TASK STATEMENT: Search the entries below for the word "road", then copy each line in which it is found.

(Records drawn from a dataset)
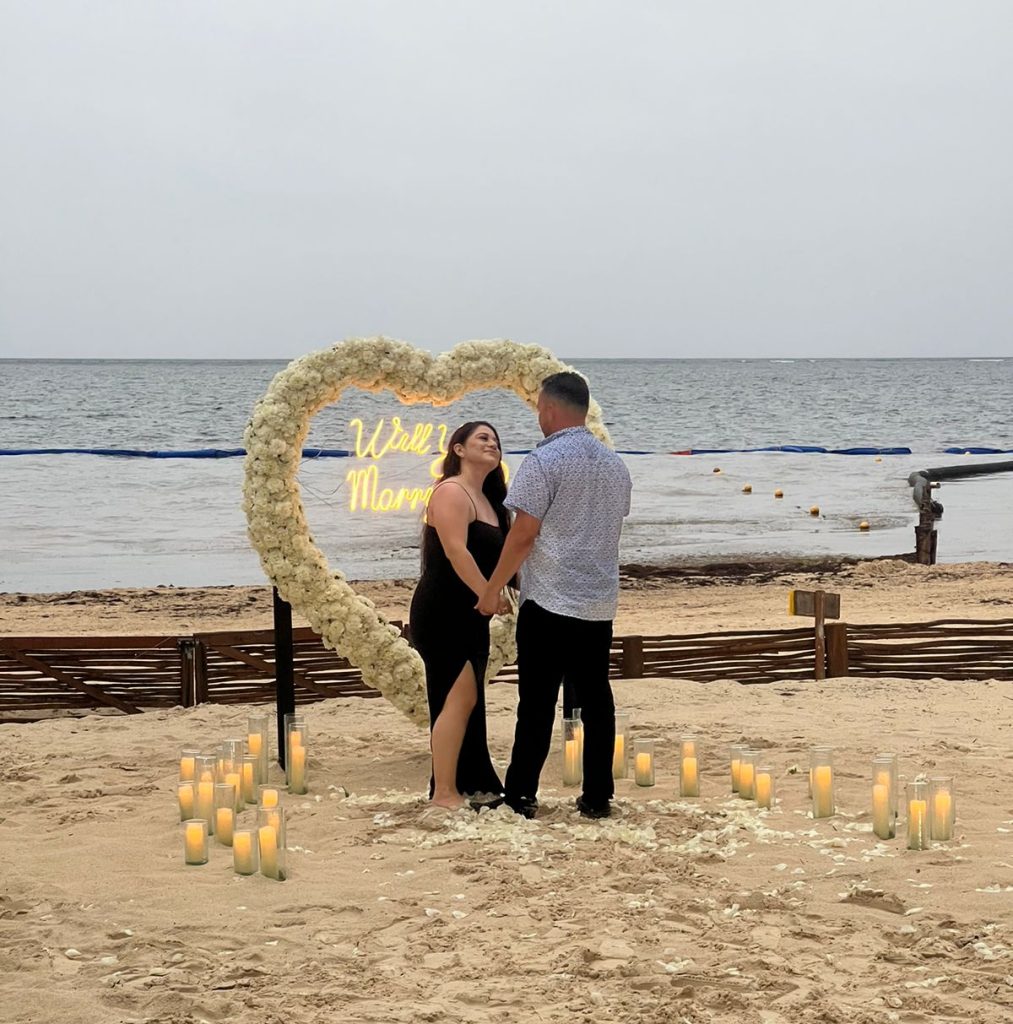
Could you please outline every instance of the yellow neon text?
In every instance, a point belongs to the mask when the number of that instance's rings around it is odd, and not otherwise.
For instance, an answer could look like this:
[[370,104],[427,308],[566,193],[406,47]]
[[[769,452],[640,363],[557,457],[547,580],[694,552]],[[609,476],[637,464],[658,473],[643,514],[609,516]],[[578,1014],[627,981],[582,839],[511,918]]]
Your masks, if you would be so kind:
[[352,512],[396,512],[406,505],[414,511],[419,505],[425,507],[433,493],[432,487],[380,487],[380,472],[376,466],[366,469],[350,469],[345,482],[351,485],[348,507]]
[[[349,484],[348,507],[352,512],[396,512],[408,507],[425,507],[433,493],[428,487],[380,486],[380,473],[376,463],[390,453],[431,457],[429,475],[434,480],[443,473],[443,460],[447,454],[447,426],[444,423],[416,423],[408,428],[401,425],[400,416],[391,416],[390,425],[381,418],[371,432],[358,417],[348,424],[355,431],[355,457],[369,459],[365,469],[351,469],[345,476]],[[435,452],[434,452],[435,448]],[[509,475],[506,463],[503,473]]]

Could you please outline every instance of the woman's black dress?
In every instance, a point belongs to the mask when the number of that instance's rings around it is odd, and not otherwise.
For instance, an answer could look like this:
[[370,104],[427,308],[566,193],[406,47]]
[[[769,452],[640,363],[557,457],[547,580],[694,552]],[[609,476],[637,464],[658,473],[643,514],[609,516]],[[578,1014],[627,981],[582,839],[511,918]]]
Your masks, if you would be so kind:
[[[422,577],[412,597],[409,624],[412,643],[426,666],[429,730],[466,662],[475,672],[478,701],[457,759],[458,793],[503,792],[485,729],[485,669],[489,660],[489,619],[475,610],[478,598],[457,575],[440,543],[436,529],[423,527]],[[489,579],[503,550],[503,531],[476,519],[468,526],[468,551],[479,572]],[[433,780],[429,780],[433,795]]]

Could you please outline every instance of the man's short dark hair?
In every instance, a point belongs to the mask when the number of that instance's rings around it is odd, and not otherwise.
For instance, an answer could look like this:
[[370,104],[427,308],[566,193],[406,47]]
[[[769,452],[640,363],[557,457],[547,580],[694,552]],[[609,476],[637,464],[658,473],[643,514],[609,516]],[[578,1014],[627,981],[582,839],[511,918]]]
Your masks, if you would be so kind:
[[542,381],[542,391],[554,401],[569,405],[579,412],[586,413],[591,404],[587,381],[579,373],[569,370],[546,377]]

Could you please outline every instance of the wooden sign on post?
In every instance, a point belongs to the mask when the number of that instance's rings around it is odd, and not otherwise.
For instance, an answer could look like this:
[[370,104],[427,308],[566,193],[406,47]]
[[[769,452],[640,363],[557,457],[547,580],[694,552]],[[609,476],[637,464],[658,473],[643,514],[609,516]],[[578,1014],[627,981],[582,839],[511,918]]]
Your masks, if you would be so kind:
[[841,617],[841,595],[825,590],[789,590],[788,614],[806,615],[816,620],[816,671],[814,678],[827,677],[827,639],[825,620]]

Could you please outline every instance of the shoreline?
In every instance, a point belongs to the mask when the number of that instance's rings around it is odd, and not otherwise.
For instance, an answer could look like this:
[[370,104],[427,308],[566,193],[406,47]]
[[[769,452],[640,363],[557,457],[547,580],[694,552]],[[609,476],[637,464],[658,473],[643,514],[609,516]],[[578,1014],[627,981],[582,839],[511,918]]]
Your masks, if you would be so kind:
[[[353,583],[388,619],[407,618],[414,578]],[[788,628],[787,591],[841,594],[842,621],[905,622],[1013,615],[1013,565],[917,565],[904,558],[682,560],[622,567],[617,633],[658,635]],[[297,625],[304,624],[296,614]],[[267,584],[0,593],[0,635],[101,636],[263,629]]]

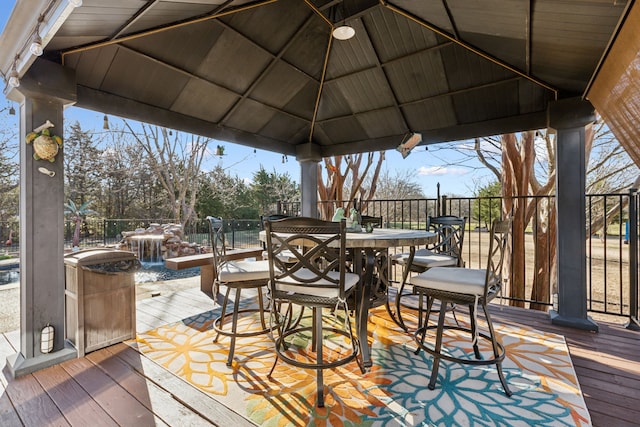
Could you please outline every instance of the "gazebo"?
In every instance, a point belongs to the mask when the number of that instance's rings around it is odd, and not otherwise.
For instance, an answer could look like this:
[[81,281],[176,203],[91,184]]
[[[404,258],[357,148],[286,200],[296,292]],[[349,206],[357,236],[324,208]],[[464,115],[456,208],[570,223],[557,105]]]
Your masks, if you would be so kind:
[[[585,127],[595,108],[640,162],[633,0],[21,0],[0,35],[20,105],[21,351],[15,376],[76,357],[64,328],[63,156],[25,135],[69,105],[295,156],[303,215],[323,157],[551,128],[559,304],[588,330]],[[594,108],[595,107],[595,108]],[[578,220],[576,220],[578,219]]]

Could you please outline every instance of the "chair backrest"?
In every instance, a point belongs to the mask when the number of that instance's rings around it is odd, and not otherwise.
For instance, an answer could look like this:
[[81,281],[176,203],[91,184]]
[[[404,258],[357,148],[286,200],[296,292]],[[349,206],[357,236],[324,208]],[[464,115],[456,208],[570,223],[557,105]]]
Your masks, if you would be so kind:
[[362,215],[362,224],[360,225],[366,226],[367,224],[371,224],[373,227],[382,227],[382,217]]
[[279,219],[291,218],[291,215],[285,214],[271,214],[271,215],[260,215],[260,230],[265,230],[264,223],[265,221],[276,221]]
[[496,219],[491,225],[489,257],[484,285],[485,298],[497,294],[502,287],[502,267],[511,233],[511,221],[511,218]]
[[[284,214],[271,214],[271,215],[260,215],[260,230],[266,230],[264,227],[264,223],[266,221],[277,221],[279,219],[291,218],[290,215]],[[262,249],[267,250],[267,242],[262,242]]]
[[439,254],[448,255],[458,259],[458,267],[464,265],[462,259],[462,247],[464,244],[464,230],[467,223],[466,217],[454,215],[430,216],[427,218],[427,231],[433,231],[438,235],[438,240],[429,246],[429,249]]
[[218,278],[218,271],[226,262],[226,242],[224,238],[224,221],[222,218],[208,216],[209,240],[213,250],[213,274]]
[[[347,268],[344,219],[332,222],[307,217],[285,218],[265,221],[265,228],[272,292],[278,285],[290,288],[295,284],[300,286],[301,294],[308,288],[336,288],[339,298],[344,299]],[[280,256],[284,252],[287,256]]]

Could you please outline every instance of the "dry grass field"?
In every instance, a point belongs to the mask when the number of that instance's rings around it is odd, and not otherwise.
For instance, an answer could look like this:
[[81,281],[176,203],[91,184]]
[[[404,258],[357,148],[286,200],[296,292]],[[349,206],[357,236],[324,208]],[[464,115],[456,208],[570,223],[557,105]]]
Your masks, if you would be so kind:
[[[467,267],[484,268],[489,247],[489,233],[469,231],[465,234],[464,260]],[[398,251],[403,248],[398,248]],[[408,248],[404,248],[408,250]],[[622,238],[606,240],[594,237],[587,241],[587,309],[594,318],[615,323],[626,322],[629,310],[629,246]],[[533,238],[525,240],[526,295],[533,286],[535,251]],[[392,272],[394,280],[401,279],[401,270]],[[553,292],[551,292],[553,293]],[[508,291],[505,292],[508,295]],[[527,305],[528,306],[528,305]],[[601,313],[610,313],[613,316]]]

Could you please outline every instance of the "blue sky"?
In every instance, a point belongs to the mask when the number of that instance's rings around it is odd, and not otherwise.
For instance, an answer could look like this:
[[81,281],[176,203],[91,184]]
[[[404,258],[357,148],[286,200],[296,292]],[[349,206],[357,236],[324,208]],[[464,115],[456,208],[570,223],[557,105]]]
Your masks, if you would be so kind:
[[[0,25],[2,29],[5,27],[14,4],[14,0],[0,0]],[[78,121],[85,130],[101,131],[103,116],[103,113],[97,111],[70,107],[65,110],[65,126]],[[112,126],[122,125],[122,121],[118,117],[109,116],[109,122]],[[264,150],[257,150],[254,153],[253,148],[227,142],[214,141],[211,144],[212,150],[215,150],[215,146],[218,144],[225,146],[225,156],[222,158],[210,156],[205,162],[205,169],[211,169],[216,164],[220,164],[231,175],[250,180],[253,173],[259,170],[262,165],[269,172],[275,170],[278,173],[288,173],[293,180],[300,181],[300,167],[293,157],[289,157],[283,163],[281,154]],[[440,183],[442,194],[471,196],[478,186],[490,182],[491,175],[487,170],[479,169],[477,161],[469,161],[456,150],[446,148],[455,145],[457,144],[448,143],[439,145],[438,148],[432,146],[428,151],[425,150],[425,147],[416,147],[406,159],[403,159],[399,152],[389,150],[385,156],[383,171],[388,171],[391,176],[399,172],[402,176],[414,177],[415,182],[422,187],[428,197],[436,195],[438,183]]]

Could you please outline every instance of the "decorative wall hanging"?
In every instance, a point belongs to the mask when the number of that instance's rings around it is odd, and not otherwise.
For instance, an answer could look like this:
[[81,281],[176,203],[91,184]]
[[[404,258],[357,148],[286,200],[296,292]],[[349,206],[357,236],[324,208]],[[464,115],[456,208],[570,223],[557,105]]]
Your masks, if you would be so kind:
[[48,160],[51,163],[56,161],[56,155],[60,147],[62,147],[62,137],[52,135],[49,128],[53,127],[53,123],[47,120],[44,124],[38,126],[29,132],[25,137],[27,144],[33,142],[33,158],[36,160]]

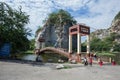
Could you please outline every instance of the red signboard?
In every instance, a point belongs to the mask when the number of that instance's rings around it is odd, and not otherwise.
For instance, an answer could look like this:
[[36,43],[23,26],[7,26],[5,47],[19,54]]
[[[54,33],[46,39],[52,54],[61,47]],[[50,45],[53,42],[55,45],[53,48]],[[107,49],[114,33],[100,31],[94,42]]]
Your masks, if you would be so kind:
[[90,34],[90,28],[85,26],[85,25],[74,25],[70,27],[69,29],[70,34],[77,34],[77,33],[82,33],[82,35],[88,35]]
[[86,26],[83,26],[83,25],[80,25],[80,33],[82,33],[82,34],[90,34],[90,28],[86,27]]

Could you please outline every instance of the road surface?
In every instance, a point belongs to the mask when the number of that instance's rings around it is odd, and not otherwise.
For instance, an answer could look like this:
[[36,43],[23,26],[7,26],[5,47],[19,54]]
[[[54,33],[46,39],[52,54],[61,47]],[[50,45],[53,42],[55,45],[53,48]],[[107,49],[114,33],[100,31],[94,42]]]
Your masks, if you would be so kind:
[[0,80],[120,80],[120,66],[63,64],[68,69],[57,70],[57,63],[0,61]]

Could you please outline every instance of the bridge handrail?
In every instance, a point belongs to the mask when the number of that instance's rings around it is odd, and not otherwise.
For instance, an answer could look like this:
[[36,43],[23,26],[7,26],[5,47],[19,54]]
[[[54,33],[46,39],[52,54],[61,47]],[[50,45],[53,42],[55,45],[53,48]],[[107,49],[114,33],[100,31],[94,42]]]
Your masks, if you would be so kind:
[[46,47],[46,48],[41,49],[39,54],[41,54],[44,51],[53,51],[53,52],[56,52],[58,54],[64,55],[65,57],[69,57],[69,53],[60,49],[60,48]]

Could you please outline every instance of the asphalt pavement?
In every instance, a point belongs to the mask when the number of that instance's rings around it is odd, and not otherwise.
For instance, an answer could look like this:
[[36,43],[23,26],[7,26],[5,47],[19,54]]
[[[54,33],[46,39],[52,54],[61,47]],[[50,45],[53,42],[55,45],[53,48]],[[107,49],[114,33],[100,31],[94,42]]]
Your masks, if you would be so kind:
[[120,66],[0,61],[0,80],[120,80]]

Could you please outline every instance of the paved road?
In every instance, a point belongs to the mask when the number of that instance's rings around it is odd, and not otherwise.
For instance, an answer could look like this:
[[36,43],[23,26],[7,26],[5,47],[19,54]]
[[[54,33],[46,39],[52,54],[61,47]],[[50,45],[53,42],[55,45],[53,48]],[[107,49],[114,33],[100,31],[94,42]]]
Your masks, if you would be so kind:
[[0,80],[120,80],[120,66],[63,64],[71,68],[57,70],[56,65],[0,61]]

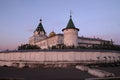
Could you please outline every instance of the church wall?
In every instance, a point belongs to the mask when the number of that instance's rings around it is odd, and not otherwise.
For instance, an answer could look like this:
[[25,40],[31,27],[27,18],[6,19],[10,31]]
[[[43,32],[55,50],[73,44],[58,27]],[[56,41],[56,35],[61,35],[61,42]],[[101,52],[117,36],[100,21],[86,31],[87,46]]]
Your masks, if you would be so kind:
[[41,49],[46,49],[48,47],[47,39],[41,40],[36,43]]
[[56,35],[41,40],[37,42],[36,45],[38,45],[41,49],[48,49],[48,47],[52,47],[53,45],[62,44],[62,43],[63,43],[63,36]]
[[58,44],[63,44],[63,43],[64,43],[63,40],[64,40],[64,39],[63,39],[63,35],[59,35],[59,36],[58,36]]
[[34,45],[34,37],[33,36],[29,38],[29,44]]
[[98,40],[87,40],[87,39],[78,39],[79,43],[88,43],[88,44],[100,44]]
[[51,47],[53,45],[58,44],[58,36],[53,36],[51,38],[48,39],[48,45]]

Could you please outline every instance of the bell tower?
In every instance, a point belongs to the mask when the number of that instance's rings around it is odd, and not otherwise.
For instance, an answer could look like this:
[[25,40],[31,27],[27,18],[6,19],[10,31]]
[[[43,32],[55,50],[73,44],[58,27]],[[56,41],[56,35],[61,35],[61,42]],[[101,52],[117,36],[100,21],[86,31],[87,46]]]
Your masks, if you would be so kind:
[[29,43],[35,44],[36,42],[39,42],[40,40],[45,39],[45,38],[47,38],[46,32],[42,25],[42,19],[40,19],[40,23],[38,24],[37,28],[35,29],[33,36],[30,38]]
[[40,35],[40,36],[46,35],[46,32],[42,25],[42,19],[40,19],[40,23],[39,23],[38,27],[36,28],[36,30],[34,31],[34,35]]

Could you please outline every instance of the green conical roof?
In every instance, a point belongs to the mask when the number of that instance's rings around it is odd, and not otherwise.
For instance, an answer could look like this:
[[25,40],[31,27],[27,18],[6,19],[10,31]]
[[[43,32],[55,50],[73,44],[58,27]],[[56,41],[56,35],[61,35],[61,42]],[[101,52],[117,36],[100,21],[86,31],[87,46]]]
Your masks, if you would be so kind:
[[70,17],[70,20],[69,20],[66,28],[75,28],[75,25],[74,25],[71,17]]
[[38,25],[38,27],[36,28],[35,31],[38,31],[38,32],[43,31],[43,32],[45,32],[45,30],[43,28],[43,25],[42,25],[42,20],[41,19],[40,19],[40,23],[39,23],[39,25]]
[[64,31],[65,29],[77,29],[79,31],[79,29],[75,27],[75,25],[72,21],[72,16],[71,15],[70,15],[70,19],[68,21],[68,24],[67,24],[66,28],[62,29],[62,31]]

YOUR SOLUTION:
Could you please outline every instance of the road surface?
Could you please outline every instance of the paved road?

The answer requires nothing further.